» **Instructions for the task**: Quote the entries that follow exactly, leaving none out.

» **Records shown**:

====

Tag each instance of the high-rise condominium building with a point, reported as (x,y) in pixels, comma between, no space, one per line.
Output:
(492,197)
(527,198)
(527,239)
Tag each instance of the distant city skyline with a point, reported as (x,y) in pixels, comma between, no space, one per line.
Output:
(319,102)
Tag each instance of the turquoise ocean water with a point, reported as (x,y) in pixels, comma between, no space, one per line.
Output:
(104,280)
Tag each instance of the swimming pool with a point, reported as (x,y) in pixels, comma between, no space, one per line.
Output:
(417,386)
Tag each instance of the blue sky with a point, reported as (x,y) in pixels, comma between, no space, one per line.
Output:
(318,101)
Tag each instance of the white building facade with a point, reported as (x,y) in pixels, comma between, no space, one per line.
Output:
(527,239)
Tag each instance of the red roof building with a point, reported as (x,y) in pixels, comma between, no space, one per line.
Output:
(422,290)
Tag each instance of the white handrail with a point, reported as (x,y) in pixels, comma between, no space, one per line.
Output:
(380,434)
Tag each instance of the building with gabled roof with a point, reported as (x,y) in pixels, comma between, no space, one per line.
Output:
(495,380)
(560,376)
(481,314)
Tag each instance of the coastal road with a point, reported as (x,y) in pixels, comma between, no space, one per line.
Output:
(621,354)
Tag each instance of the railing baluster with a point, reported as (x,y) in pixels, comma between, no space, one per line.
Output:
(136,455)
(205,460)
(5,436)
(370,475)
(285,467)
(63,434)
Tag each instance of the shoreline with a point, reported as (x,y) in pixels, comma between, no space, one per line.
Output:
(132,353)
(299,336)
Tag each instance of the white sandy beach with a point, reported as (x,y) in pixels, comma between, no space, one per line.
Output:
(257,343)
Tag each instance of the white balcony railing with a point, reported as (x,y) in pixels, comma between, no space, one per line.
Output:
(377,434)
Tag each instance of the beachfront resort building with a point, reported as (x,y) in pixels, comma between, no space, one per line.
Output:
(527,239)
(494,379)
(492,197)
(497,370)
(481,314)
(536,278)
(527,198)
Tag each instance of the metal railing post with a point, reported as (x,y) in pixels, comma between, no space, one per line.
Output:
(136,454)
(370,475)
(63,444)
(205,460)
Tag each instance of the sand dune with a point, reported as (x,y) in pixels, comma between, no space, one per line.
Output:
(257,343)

====

» **Written response**:
Tag each instance of the high-rise condominium building with a point, reported as (x,y) in pixels, comma between, no space, one per line.
Output:
(492,197)
(527,198)
(527,239)
Tag each instance of the distant city skyline with a point, reported as (x,y) in pixels, comma between, no space, one per line.
Output:
(319,102)
Tag each instance of the turquoise ocean water with a point, reported as (x,y) in pixels, comma between, no space, one per line.
Output:
(104,280)
Tag each instance of the swimming pool with a point, reported as (x,y) in pixels, comma between, no space, one per line.
Output:
(417,386)
Tag each instance of the blue sky with a point, reported as (x,y) in pixels, comma between, no space, one per line.
Output:
(318,101)
Tag each instance of the white building facade with a point, reported as (x,y) in pixels, comma between, no space, one per line.
Output:
(527,239)
Tag each instance of the red roof building with a point, reported as (x,y) in pixels, comma between, no space, one per line.
Output:
(422,290)
Tag each instance of the white handrail with a point, reported as (x,y) in pixels, comma between, no space, one per line.
Output:
(380,434)
Tag each instance of the building with gabled roof with a point, reported as (x,y) in pixels, comma between, no space, one per line.
Output:
(495,380)
(560,376)
(481,314)
Tag each instance of the coastal road with a point, reported as (x,y) in pixels, comma between, no space, one per line.
Output:
(621,354)
Tag each instance of the railing baluster with a point, reported as (x,y) in pixels, comma between, no space, one per line.
Output:
(136,455)
(205,460)
(5,436)
(370,475)
(285,467)
(63,434)
Tag each instance of the shoreline with a point, reported as (x,y) in pixels, comma between, no space, one per line.
Output:
(132,353)
(299,336)
Tag each instance of the white sandy beach with a point, reported as (x,y) in pixels, comma between, no space, one per line.
Output:
(257,343)
Tag each instance of the white balcony railing with a point, reported as (x,y) in pixels, comma between, no space, one per line.
Output:
(377,434)
Tag each instance of the beachfront resort building with a point, reported as (x,y) in pixels, comma between, no space, one per line.
Output:
(527,239)
(494,379)
(492,197)
(497,370)
(481,314)
(536,278)
(527,198)
Tag each instance of the metal railing post with a point, reported as (x,y) in pixels, comma between, no space, one per line.
Output:
(136,454)
(370,475)
(63,444)
(205,460)
Tag each instance of the sand dune with a point, reported as (x,y) in pixels, comma between, no space, one per line.
Output:
(257,343)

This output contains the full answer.